Exercise objective:
Restate the full set of records exactly, word for word.
>>
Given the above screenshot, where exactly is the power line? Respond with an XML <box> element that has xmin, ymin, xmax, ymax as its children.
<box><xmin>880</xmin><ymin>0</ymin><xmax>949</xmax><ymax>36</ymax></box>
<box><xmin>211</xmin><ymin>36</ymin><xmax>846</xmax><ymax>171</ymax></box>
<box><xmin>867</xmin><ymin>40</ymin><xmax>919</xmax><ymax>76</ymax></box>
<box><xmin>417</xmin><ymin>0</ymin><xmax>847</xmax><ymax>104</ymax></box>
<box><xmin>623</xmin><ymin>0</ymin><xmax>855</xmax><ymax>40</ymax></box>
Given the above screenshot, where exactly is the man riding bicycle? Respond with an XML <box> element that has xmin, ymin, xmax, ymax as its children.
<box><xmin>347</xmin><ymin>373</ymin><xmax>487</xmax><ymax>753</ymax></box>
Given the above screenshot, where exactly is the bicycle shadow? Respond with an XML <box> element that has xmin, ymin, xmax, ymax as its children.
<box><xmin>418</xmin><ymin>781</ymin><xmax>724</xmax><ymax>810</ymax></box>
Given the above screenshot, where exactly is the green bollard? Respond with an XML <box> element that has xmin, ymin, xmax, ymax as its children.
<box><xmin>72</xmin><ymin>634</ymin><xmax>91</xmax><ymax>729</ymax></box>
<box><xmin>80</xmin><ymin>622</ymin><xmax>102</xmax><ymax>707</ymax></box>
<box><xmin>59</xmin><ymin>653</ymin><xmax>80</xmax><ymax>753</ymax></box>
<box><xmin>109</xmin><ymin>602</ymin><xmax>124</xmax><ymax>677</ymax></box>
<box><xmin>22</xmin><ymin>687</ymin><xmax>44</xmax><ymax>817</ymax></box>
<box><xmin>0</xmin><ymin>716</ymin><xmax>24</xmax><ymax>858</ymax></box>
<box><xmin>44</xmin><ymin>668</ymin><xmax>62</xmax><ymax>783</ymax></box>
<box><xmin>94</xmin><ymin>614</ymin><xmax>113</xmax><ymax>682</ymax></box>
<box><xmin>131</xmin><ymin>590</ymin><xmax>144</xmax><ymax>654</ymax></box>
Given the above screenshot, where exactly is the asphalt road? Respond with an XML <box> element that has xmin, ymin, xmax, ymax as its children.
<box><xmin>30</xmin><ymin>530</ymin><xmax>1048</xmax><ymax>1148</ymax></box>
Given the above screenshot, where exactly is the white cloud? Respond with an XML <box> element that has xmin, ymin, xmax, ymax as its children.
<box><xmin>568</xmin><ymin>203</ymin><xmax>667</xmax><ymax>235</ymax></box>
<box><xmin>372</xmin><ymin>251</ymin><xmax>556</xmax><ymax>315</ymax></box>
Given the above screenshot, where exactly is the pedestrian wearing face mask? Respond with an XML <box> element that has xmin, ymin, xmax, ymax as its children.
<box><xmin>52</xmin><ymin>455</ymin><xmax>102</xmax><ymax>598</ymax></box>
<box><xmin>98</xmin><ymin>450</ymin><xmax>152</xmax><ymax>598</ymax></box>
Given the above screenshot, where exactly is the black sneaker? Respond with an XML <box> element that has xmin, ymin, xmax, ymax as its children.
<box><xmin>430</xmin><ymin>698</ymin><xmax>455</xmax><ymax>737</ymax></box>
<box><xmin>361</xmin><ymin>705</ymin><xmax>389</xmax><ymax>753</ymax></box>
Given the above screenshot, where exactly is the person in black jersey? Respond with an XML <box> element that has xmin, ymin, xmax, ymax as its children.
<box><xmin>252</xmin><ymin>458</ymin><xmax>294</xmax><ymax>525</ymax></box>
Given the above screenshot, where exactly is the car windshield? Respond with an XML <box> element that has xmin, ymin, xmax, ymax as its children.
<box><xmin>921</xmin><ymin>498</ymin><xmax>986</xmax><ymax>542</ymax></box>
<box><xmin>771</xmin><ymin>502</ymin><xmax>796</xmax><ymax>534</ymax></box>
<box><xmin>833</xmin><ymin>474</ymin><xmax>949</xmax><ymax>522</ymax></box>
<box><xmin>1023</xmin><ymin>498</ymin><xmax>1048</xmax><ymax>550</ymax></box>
<<
Task response:
Given the above screenshot, where exactly is the power line? Respond with an XML <box> element that has xmin, ymin, xmax, ymax as its children.
<box><xmin>880</xmin><ymin>0</ymin><xmax>949</xmax><ymax>36</ymax></box>
<box><xmin>211</xmin><ymin>36</ymin><xmax>846</xmax><ymax>171</ymax></box>
<box><xmin>867</xmin><ymin>40</ymin><xmax>919</xmax><ymax>76</ymax></box>
<box><xmin>417</xmin><ymin>0</ymin><xmax>847</xmax><ymax>104</ymax></box>
<box><xmin>623</xmin><ymin>0</ymin><xmax>855</xmax><ymax>40</ymax></box>
Given the above screenshot, where exactly is the man riding bicycle? Respond with an XML <box> element that has xmin, ymin, xmax, ymax as its children.
<box><xmin>347</xmin><ymin>373</ymin><xmax>487</xmax><ymax>753</ymax></box>
Given the above screenshot, where exactly is the bicycle shadow? Respond with an XML <box> element that has xmin, ymin, xmax, ymax as its children.
<box><xmin>418</xmin><ymin>781</ymin><xmax>724</xmax><ymax>810</ymax></box>
Given the above screenshot, where exactly is the green bollard? Respond with an XML <box> element that has xmin, ymin, xmax, ymax as its children.
<box><xmin>72</xmin><ymin>634</ymin><xmax>91</xmax><ymax>729</ymax></box>
<box><xmin>80</xmin><ymin>622</ymin><xmax>102</xmax><ymax>707</ymax></box>
<box><xmin>59</xmin><ymin>653</ymin><xmax>80</xmax><ymax>753</ymax></box>
<box><xmin>109</xmin><ymin>602</ymin><xmax>124</xmax><ymax>677</ymax></box>
<box><xmin>22</xmin><ymin>687</ymin><xmax>44</xmax><ymax>817</ymax></box>
<box><xmin>0</xmin><ymin>716</ymin><xmax>24</xmax><ymax>858</ymax></box>
<box><xmin>44</xmin><ymin>668</ymin><xmax>62</xmax><ymax>783</ymax></box>
<box><xmin>94</xmin><ymin>614</ymin><xmax>113</xmax><ymax>682</ymax></box>
<box><xmin>131</xmin><ymin>590</ymin><xmax>144</xmax><ymax>654</ymax></box>
Given the above screenshot, where exactly is the asphalt road? Respond with an XML <box> element that has xmin, ymin, xmax, ymax as its children.
<box><xmin>30</xmin><ymin>530</ymin><xmax>1048</xmax><ymax>1148</ymax></box>
Given the above screenshot, where exactly is the white cloud? Respond with an XML <box> element that has xmin, ymin, xmax, ymax as its children.
<box><xmin>568</xmin><ymin>203</ymin><xmax>667</xmax><ymax>235</ymax></box>
<box><xmin>372</xmin><ymin>251</ymin><xmax>556</xmax><ymax>315</ymax></box>
Given the above screenshot, where exactly is the pedestrian wearing face mask? Respond with an XML <box> element that has xmin, ymin, xmax, ymax as its children.
<box><xmin>52</xmin><ymin>455</ymin><xmax>102</xmax><ymax>598</ymax></box>
<box><xmin>98</xmin><ymin>450</ymin><xmax>152</xmax><ymax>598</ymax></box>
Given the above screenshot, where exactly is the black sneaker? Respond with an XML <box> element that has xmin, ymin, xmax, ymax as its children.
<box><xmin>430</xmin><ymin>698</ymin><xmax>455</xmax><ymax>737</ymax></box>
<box><xmin>361</xmin><ymin>705</ymin><xmax>389</xmax><ymax>753</ymax></box>
Given the above screenshot, where exactly is the person in black jersey? Respond with an XML <box> element that has xmin, ymin, xmax, ymax as its children.
<box><xmin>252</xmin><ymin>458</ymin><xmax>294</xmax><ymax>525</ymax></box>
Given the above screenshot, where exactly is the car windshield? Respond with an XML <box> element that has xmin, ymin, xmax, ymax as its children.
<box><xmin>921</xmin><ymin>498</ymin><xmax>986</xmax><ymax>542</ymax></box>
<box><xmin>771</xmin><ymin>502</ymin><xmax>796</xmax><ymax>534</ymax></box>
<box><xmin>833</xmin><ymin>474</ymin><xmax>949</xmax><ymax>522</ymax></box>
<box><xmin>1023</xmin><ymin>498</ymin><xmax>1048</xmax><ymax>550</ymax></box>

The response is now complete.